◆ **DATA TO PROCESS**:
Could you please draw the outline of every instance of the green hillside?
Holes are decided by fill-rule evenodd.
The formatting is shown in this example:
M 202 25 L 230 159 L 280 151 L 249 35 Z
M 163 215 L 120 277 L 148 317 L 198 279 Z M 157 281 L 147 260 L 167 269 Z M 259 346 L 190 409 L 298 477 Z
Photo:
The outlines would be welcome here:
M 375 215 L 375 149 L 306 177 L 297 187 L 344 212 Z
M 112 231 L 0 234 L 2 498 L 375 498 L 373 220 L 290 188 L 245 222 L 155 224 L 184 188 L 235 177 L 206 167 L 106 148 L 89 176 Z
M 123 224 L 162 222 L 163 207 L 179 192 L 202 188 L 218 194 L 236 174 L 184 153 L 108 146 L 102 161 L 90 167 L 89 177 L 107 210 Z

◆ **EXERCISE INSTRUCTIONS**: Output every entry exactly.

◆ **RESPONSE TO THE EXERCISE**:
Could you please draw the outline of every instance of the green hillside?
Holes are decided by fill-rule evenodd.
The formatting is shown in this example:
M 202 25 L 230 159 L 280 151 L 249 35 Z
M 163 215 L 120 277 L 148 317 L 198 279 Z M 157 281 L 147 260 L 167 269 Z M 259 346 L 190 409 L 298 477 Z
Photo:
The outlines would be welcome here:
M 375 215 L 375 149 L 306 177 L 297 187 L 344 212 Z
M 112 231 L 0 234 L 2 498 L 375 498 L 373 220 L 290 188 L 245 222 L 155 224 L 184 188 L 235 177 L 206 167 L 106 148 L 89 176 Z
M 123 224 L 162 222 L 163 207 L 179 192 L 202 188 L 218 194 L 236 174 L 184 153 L 108 146 L 102 161 L 90 167 L 89 177 L 107 210 Z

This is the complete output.